Exercise text =>
──────────────────────────────

The Myth of American Militarism

The Myth of American Militarism

The United States needs a serious debate about how, where, and whether to use force in an era when its resources are stretched. It requires a highly disciplined approach to employing its military power in an age of great-power rivalry. Yet the myth of American militarism is bad analysis that leads to lousy prescription.


AMERICA IS addicted to war—or so goes the increasingly bipartisan indictment of U.S. statecraft in the post-Cold War era. Critics on the Left and the Right, in the academy and in Washington, argue that policymakers have reflexively resorted to force to address international problems that might be better addressed with non-military tools or simply not addressed at all. America, in this telling, has been the proverbial toddler with a hammer that sees every international crisis, every foreign challenge, as a potential nail. This militaristic approach, it is alleged, has produced a disastrous record of strategic failure in U.S. interventions; it has drained the nation’s resources and corrupted its democracy; it has entangled America in costly and counterproductive “forever wars” in the Middle East.

This critique is hardly a fringe position. Pillars of the DC establishment, such as Hillary Clinton and Robert Gates, have deplored the “overmilitarization” of U.S. foreign policy. The last three presidents have lamented America’s propensity for intervention in the Middle East and declared that the “forever wars” must end.


The United States needs a serious debate about how, where, and whether to use force in an era when its resources are stretched. It requires a highly disciplined approach to employing its military power in an age of great-power rivalry. Yet the myth of American militarism is bad analysis that leads to lousy prescription.

That myth is bad analysis in that it exaggerates America’s readiness to reach for the gun, its rate of failure in post-Cold War military conflicts, and the domestic blowback the country has experienced. It makes for lousy prescription by discouraging policymakers from doing the hard intellectual work of strategy—carefully weighing the risks of action versus inaction, determining what dangers merit a military response, assessing what costs America should pay to defend its interests—in favor of a simplistic “bring the troops home” mantra. It’s time for sharp thinking about the role of force in an unruly world—which means that it’s time to ditch the misconceptions and clichés that currently distort the public debate.

THE ARGUMENT that America is addicted to war runs basically as follows. During the Cold War, the reality of Soviet power exerted strategic discipline on U.S. foreign policy, discouraging Washington from using force promiscuously. When the Cold War ended, however, the handcuffs came off. American policymakers were intoxicated by U.S. military dominance and the dream of democratizing the world. Pentagon planners became convinced, wrongly, that a high-tech “revolution in military affairs” could allow Washington to dominate the battlefield without risking many American lives. The rise of the All-Volunteer Force insulated politicians and most citizens from the costs of war, further encouraging military adventurism.

──────────────────────────────

Data records =>
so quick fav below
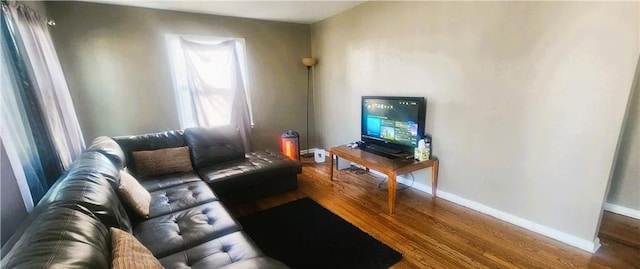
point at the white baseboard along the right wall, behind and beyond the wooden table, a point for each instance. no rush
(581, 243)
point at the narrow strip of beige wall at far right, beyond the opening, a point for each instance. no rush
(625, 184)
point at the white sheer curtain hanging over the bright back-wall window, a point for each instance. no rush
(217, 94)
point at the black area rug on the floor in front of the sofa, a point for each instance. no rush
(303, 234)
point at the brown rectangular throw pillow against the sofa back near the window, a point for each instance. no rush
(162, 161)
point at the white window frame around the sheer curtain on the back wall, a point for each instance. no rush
(177, 68)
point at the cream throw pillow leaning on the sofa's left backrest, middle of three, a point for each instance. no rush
(136, 196)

──────────────────────────────

Tasks and exercises =>
A – In the American militarism essay, which two pillars of the DC establishment are cited as having deplored the "overmilitarization" of U.S. foreign policy?
B – Resume the American militarism essay, picking up right after its final sentence.

Outputs by task =>
A – Hillary Clinton and Robert Gates.

B –
The United States thus began to see force as a weapon of first resort rather than one of last resort. It found itself, particularly after the terrorist attacks of September 11, 2001, engaged in an ever-expanding number of military conflicts with an ever-declining rate of success. In so doing, America brought an array of ills upon itself, from strategic exhaustion to the militarization of its domestic politics. The only solution, then, is to wrap up American participation in “forever wars” in the Middle East and Afghanistan, reemphasize diplomacy and soft power, and show far greater restraint in the world. The era of “endless wars and foreign interventions” must end, Gates wrote in 2020.

This critique has become so prominent because the evidence supporting it seems, at first glance, so plentiful. From 1960–1990, the United States fought one major war (in Vietnam) and a handful of smaller, shorter conflicts in the Third World. From 1991 to 2021, America fought several relatively large wars (the Persian Gulf War of 1991, the Afghanistan and Iraq Wars after 9/11) and a host of smaller conflicts in Somalia, the Balkans, Iraq and Syria, and elsewhere in the greater Middle East. In 2011, one political scientist noted that America “has been at war for thirteen of the twenty-two years since the end of the Cold War.” Since then, the United States has continually been fighting some war, somewhere.

Many of these interventions, moreover, have taken on a seemingly perpetual character. America’s wars in Afghanistan and Iraq turned into generational struggles. As of early 2021, American special operations forces were still active in Somalia, nearly thirty years after U.S. troops first arrived to address a humanitarian crisis. And there are plenty of canonical quotes one can cite to show an apparently militaristic mindset. Secretary of State Madeleine Albright’s infamous question to Joint Chiefs of Staff chairman Colin Powell in 1993—“What’s the point of having this superb military you’re always talking about if we can’t use it?”—tops the list. Dig a little deeper, however, and the thesis of post-Cold War militarism is much weaker than it initially appears. 

CONSIDER, FIRST, the claim that the post-Cold War era has seen unprecedented, hyperactive interventionism. Yes, America has fought more frequently since the Cold War than during it. But the issue is not as simple as militarism run amok.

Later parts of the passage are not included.